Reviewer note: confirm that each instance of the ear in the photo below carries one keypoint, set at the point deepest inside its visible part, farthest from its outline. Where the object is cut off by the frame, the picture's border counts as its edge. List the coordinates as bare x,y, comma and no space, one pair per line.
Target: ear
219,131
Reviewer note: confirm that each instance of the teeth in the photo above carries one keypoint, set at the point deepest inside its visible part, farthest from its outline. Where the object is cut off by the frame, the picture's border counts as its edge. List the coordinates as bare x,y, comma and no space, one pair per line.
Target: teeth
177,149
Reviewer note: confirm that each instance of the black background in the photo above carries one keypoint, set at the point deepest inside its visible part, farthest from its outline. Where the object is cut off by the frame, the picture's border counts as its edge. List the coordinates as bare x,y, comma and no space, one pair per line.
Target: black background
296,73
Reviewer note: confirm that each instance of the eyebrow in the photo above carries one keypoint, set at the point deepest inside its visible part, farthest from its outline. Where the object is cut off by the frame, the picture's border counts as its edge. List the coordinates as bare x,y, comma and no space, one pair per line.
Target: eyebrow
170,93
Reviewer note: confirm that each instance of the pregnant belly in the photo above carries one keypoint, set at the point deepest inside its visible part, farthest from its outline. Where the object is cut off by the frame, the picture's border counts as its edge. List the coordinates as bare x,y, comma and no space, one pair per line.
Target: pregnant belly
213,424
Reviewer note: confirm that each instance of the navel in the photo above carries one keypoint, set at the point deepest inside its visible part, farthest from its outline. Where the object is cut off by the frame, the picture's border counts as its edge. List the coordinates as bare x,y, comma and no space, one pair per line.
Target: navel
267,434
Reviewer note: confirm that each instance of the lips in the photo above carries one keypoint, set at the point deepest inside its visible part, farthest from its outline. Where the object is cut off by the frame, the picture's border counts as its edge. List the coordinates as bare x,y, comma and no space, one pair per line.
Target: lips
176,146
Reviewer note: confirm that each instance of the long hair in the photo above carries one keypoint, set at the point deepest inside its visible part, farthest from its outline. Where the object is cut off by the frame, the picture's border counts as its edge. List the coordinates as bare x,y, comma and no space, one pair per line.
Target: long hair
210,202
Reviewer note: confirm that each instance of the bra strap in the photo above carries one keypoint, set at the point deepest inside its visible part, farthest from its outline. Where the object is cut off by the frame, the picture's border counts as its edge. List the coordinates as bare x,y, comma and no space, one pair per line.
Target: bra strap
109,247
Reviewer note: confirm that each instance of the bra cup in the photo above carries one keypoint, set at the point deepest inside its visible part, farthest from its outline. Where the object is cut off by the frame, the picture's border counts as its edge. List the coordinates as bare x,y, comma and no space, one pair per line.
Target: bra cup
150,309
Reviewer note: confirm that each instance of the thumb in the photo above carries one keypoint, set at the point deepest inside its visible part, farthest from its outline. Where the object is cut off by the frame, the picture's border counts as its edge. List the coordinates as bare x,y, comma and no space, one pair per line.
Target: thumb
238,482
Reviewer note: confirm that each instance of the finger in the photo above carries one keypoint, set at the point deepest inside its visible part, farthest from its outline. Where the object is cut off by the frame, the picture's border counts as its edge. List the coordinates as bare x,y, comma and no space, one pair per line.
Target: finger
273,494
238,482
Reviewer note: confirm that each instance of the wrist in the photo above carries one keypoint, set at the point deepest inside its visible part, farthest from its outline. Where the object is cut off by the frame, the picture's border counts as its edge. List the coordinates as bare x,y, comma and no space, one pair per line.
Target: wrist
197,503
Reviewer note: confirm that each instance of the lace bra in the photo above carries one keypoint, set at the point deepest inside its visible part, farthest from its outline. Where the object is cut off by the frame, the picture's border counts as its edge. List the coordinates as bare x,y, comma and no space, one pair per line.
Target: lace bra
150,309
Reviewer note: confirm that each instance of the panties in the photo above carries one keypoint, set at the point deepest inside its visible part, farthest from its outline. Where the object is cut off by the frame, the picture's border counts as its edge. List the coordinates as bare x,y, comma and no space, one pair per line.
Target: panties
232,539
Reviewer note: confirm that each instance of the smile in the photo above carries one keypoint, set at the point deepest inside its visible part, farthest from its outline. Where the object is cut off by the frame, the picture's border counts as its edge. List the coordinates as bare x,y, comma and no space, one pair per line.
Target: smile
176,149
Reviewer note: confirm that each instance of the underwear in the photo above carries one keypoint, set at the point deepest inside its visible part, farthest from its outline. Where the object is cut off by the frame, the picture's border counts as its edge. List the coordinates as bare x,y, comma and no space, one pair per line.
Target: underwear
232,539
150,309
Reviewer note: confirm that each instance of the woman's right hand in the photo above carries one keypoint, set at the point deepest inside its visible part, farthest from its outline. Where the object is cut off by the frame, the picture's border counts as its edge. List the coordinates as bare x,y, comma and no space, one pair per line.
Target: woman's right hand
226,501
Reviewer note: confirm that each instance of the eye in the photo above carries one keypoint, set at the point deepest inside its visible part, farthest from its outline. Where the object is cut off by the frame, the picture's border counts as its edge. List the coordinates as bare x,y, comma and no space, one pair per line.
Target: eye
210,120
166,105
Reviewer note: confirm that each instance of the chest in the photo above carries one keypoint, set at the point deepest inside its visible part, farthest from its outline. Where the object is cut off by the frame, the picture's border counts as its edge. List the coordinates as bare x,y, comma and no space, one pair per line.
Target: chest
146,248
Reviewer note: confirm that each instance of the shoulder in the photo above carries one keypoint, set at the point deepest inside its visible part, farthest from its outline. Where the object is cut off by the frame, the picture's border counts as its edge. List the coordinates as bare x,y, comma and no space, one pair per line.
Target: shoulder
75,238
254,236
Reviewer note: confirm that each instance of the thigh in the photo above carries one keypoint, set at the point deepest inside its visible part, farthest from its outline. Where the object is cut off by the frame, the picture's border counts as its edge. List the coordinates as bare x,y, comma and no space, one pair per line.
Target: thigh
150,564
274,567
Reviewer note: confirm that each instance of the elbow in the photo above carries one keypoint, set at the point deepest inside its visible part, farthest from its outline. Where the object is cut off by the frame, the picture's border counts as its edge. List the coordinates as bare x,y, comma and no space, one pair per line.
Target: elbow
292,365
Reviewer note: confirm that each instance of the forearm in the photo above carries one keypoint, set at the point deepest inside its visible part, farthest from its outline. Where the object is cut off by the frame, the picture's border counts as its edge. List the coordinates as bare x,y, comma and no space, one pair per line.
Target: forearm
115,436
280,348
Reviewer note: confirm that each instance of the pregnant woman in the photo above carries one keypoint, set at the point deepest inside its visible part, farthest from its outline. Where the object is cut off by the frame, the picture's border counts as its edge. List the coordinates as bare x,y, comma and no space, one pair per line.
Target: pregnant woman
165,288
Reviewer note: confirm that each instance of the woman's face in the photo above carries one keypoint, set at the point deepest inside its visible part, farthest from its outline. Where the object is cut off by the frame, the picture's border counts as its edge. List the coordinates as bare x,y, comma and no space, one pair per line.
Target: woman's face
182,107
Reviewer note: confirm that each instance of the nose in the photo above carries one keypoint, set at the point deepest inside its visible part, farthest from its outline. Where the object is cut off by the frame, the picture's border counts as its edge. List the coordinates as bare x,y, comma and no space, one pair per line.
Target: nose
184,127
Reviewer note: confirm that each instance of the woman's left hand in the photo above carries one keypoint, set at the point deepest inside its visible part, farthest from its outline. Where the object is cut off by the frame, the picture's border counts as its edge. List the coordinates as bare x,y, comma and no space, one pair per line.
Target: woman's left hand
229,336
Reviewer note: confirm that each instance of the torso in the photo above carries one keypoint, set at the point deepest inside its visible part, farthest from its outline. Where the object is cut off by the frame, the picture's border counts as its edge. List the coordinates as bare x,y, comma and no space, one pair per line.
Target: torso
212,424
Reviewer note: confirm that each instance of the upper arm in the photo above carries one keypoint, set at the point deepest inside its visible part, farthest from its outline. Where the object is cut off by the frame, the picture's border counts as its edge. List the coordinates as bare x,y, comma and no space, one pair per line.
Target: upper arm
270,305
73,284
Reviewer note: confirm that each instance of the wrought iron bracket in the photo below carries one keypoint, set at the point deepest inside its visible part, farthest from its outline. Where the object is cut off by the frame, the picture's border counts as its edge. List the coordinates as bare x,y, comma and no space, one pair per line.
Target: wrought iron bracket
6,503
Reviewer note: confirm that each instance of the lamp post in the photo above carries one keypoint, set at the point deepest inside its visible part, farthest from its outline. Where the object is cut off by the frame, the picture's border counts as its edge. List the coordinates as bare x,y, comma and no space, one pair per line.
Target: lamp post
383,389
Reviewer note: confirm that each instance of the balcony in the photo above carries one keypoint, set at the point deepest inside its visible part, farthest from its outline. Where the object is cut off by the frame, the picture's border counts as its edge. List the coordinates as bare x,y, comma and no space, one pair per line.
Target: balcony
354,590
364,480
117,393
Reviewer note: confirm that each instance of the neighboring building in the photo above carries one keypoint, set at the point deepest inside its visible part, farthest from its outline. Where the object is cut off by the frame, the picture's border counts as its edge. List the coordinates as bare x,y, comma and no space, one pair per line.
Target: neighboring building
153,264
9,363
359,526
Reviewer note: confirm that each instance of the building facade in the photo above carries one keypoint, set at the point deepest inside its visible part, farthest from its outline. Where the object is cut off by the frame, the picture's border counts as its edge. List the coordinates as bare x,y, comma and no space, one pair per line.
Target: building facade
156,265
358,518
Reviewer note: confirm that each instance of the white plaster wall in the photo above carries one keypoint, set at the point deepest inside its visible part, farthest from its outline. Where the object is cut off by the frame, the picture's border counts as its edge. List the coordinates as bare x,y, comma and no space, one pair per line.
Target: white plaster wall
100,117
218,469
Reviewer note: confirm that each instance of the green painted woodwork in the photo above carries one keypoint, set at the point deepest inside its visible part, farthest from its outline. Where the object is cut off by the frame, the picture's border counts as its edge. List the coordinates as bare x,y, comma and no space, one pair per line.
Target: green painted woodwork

- - - - - - -

• **What is expected**: Which lines above include the word "painted"? Return each one.

• **Answer to this task**:
Reviewer note: confirm that each instance of the green painted woodwork in the photo above carries one keypoint, set at the point deepest inside its visible part, farthest from its outline. Where the object is cut off by the frame, the picture's border counts as its edge. List the coordinates as bare x,y, comma and no space, one pair per line.
Target: green painted woodwork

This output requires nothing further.